*** ITEMS

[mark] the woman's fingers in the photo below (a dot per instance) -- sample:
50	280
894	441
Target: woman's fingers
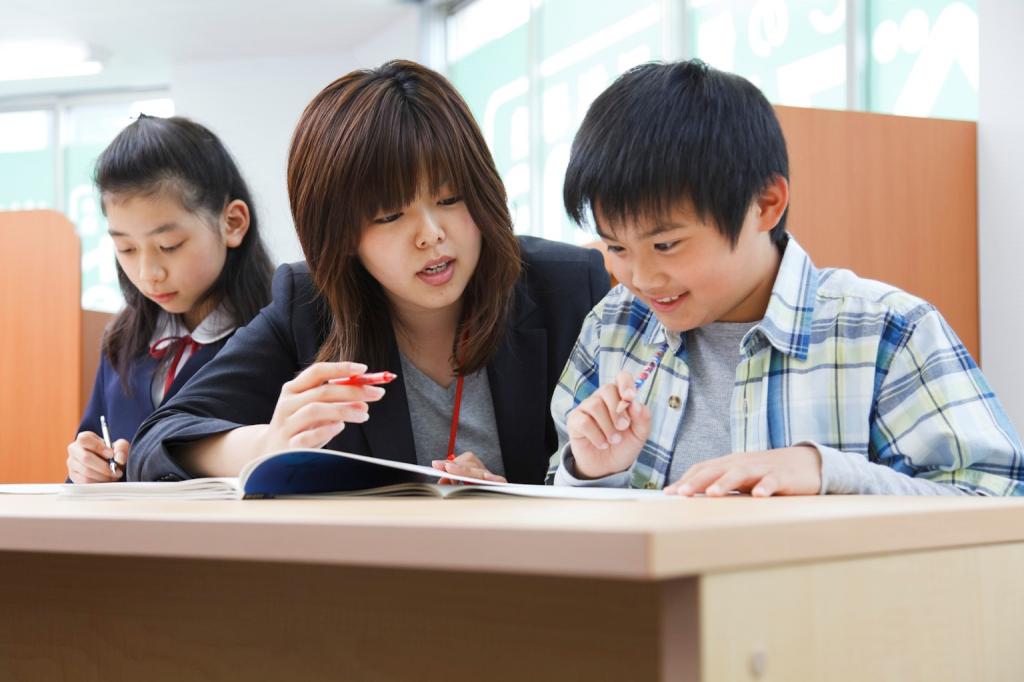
320	373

******

• [INSTRUCTIONS TO FOLLOW]: Repeat the lines of the data above word for word, leaving out the pictures.

• [TASK RESPONSE]:
[mark] the woman's fingers in the photo below (a dot per instance) -- sample:
50	280
894	441
Target: woman's fingers
320	373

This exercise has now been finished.